◆ Parts of the exercise ◆
1. Print the part of the PHP download thread starting with "You might take" and going on through "Simple HTML DOM.", word for word.
2. Carry on the PHP download thread past its final sentence.

◆ Document ◆
┄┄┄┄┄┄
How do I download an HTML file from a URL in PHP, and download all of the dependencies like CSS and Images and store these to my server as files? Am I asking for too much?
You might take a look at the curl wrappers for PHP: http://us.php.net/manual/en/book.curl.php
As far as dependencies, you could probably get a lot of those using some regular expressions that look for things like <script src="...">
, but a proper (X)HTML parser would let you more meaningfully traverse the DOM.
I would recommend using a html parsing library to simplify everything. Namely something like Simple HTML DOM.
Using Simple HTML DOM:
$html = file_get_html('http://www.google.com/');
foreach($html->find('img') as $element){
//download image
}
For download files (and html) I would recommend using a HTTP wrapper such as curl, as it allows far more control over using file_get_contents. However, if you wanted to use file_get_contents, there are some good examples on the php site of how to get URLs.
┄┄┄┄┄┄
◆ Provided material ◆
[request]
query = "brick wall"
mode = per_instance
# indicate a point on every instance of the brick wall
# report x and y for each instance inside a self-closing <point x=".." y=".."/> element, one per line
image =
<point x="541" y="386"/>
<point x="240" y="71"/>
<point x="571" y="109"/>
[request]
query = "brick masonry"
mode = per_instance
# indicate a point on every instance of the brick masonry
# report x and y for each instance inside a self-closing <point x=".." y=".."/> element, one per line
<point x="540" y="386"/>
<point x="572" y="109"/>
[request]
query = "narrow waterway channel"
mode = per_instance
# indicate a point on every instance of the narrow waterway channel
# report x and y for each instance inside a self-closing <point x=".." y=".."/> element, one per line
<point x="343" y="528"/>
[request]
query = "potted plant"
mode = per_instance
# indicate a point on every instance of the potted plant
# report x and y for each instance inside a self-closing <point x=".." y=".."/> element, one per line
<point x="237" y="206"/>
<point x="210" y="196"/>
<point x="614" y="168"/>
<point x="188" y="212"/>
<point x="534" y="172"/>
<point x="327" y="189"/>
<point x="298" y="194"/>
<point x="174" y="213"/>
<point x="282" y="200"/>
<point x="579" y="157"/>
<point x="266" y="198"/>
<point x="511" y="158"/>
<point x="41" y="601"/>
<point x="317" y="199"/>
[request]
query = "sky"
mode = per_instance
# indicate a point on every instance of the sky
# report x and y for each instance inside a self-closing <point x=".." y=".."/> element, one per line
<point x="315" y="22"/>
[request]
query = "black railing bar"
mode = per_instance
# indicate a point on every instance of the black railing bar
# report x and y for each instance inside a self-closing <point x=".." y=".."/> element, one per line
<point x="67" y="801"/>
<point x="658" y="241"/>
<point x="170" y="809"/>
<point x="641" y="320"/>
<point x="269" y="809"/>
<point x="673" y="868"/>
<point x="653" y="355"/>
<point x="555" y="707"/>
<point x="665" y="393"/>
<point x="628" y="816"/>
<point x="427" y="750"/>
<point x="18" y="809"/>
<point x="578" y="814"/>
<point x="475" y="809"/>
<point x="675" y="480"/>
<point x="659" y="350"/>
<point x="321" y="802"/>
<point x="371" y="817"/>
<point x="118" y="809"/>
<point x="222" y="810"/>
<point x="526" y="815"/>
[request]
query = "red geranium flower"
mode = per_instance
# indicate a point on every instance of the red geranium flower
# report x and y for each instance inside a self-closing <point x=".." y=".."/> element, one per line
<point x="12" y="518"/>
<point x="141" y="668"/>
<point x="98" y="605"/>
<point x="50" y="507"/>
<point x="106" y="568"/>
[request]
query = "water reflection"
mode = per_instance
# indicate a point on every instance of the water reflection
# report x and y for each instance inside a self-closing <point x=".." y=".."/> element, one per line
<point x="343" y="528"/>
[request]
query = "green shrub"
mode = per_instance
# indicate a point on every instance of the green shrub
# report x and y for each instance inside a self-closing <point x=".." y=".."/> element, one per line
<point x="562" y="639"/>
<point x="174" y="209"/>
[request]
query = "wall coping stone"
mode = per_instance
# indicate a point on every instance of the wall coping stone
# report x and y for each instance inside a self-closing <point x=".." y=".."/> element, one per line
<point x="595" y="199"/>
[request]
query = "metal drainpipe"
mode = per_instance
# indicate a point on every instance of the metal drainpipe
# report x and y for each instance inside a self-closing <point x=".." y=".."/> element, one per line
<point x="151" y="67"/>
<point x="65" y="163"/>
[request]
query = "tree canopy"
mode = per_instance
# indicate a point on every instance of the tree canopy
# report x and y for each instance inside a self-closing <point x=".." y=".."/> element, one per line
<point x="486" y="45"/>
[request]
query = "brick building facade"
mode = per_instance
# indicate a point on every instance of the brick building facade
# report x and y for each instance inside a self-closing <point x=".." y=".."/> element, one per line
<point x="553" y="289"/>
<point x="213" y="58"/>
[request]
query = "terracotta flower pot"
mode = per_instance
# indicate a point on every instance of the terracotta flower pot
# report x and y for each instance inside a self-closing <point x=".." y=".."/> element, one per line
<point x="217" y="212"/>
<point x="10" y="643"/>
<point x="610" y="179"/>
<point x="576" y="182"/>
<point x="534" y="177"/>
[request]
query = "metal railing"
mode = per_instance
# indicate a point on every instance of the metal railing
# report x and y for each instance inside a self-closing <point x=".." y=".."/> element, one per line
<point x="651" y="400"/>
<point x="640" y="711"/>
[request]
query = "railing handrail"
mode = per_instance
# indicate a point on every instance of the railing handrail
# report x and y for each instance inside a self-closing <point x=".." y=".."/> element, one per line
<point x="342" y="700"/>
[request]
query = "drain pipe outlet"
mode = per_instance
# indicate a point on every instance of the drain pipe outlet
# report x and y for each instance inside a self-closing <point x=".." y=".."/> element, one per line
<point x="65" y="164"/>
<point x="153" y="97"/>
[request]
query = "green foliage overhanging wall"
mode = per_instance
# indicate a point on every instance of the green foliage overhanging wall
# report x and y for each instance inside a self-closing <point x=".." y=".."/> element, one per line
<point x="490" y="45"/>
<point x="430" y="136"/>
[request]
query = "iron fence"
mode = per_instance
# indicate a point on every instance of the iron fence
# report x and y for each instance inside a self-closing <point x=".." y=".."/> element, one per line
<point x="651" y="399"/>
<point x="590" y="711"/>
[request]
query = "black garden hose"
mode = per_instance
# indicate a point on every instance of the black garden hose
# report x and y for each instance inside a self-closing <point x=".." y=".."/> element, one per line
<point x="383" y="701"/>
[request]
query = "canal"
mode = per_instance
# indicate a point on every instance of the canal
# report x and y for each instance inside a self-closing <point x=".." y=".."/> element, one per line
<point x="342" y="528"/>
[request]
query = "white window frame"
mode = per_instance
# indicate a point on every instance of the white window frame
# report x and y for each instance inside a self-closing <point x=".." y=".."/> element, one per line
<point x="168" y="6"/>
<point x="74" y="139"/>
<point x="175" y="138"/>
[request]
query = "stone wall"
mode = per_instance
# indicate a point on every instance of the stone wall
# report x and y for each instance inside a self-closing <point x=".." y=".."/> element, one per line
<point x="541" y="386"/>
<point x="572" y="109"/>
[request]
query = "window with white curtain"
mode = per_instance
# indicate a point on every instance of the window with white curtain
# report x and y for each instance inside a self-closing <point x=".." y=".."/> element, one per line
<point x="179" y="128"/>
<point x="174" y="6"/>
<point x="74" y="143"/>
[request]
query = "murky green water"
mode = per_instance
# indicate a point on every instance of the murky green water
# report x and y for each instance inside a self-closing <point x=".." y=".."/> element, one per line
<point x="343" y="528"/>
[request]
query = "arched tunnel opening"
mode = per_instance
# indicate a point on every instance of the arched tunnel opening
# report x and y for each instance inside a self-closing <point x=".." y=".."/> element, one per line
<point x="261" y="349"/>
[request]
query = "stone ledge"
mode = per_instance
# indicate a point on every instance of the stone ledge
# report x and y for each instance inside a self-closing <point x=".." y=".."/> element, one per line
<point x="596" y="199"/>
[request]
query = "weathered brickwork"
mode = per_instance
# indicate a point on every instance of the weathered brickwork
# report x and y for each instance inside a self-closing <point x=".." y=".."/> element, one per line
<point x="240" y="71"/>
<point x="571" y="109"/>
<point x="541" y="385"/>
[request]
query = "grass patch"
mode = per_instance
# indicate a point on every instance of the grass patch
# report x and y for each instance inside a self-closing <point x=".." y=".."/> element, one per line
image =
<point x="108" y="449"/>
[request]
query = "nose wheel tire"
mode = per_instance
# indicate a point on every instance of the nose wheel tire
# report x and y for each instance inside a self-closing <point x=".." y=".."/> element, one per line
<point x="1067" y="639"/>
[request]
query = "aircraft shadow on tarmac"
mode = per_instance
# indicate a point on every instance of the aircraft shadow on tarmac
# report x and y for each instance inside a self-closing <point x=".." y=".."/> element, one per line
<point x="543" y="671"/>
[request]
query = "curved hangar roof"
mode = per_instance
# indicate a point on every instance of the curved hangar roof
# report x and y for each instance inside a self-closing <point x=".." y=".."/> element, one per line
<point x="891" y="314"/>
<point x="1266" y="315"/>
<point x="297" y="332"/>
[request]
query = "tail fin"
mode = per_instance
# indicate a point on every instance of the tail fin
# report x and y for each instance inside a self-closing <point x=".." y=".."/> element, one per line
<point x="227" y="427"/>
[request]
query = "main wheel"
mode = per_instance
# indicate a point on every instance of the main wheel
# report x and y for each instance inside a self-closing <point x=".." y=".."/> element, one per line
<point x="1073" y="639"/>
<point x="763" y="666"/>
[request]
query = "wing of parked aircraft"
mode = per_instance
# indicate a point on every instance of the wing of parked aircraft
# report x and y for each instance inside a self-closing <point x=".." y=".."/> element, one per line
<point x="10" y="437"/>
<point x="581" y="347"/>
┄┄┄┄┄┄
◆ Exercise answers ◆
1.
You might take a look at the curl wrappers for PHP: http://us.php.net/manual/en/book.curl.php
As far as dependencies, you could probably get a lot of those using some regular expressions that look for things like <script src="...">
, but a proper (X)HTML parser would let you more meaningfully traverse the DOM.
I would recommend using a html parsing library to simplify everything. Namely something like Simple HTML DOM.

2.
The more complex method allows you to specify the headers, which could be useful if you wanted to set the User Agent. (If you are scraping other sites a lot, it is good to have a custom user agent as you can use it to let website admin your site or point of contact if you are using too much bandwidth, which is better than the admin blocking your IP address).
$opts = array(
'http'=>array(
'method'=>"GET",
'header'=>"Accept-language: en\r\n"
)
);
$context = stream_context_create($opts);
$file = file_get_contents('http://www.example.com/', false, $context);
Although of course it can be done simply by:
$file = file_get_contents('http://www.example.com/');
The library you want to look at is cURL with PHP. cURL performs actions pertaining to HTTP requests (and other networking protocols, but I'd bet HTTP is the most-used.) You can set HTTP cookies, along with GET/POST variables.
I'm not sure exactly if it will automatically download the dependencies - you might have to download the HTML, parse out the IMG/LINK tags, and then use cURL again to fetch those dependencies.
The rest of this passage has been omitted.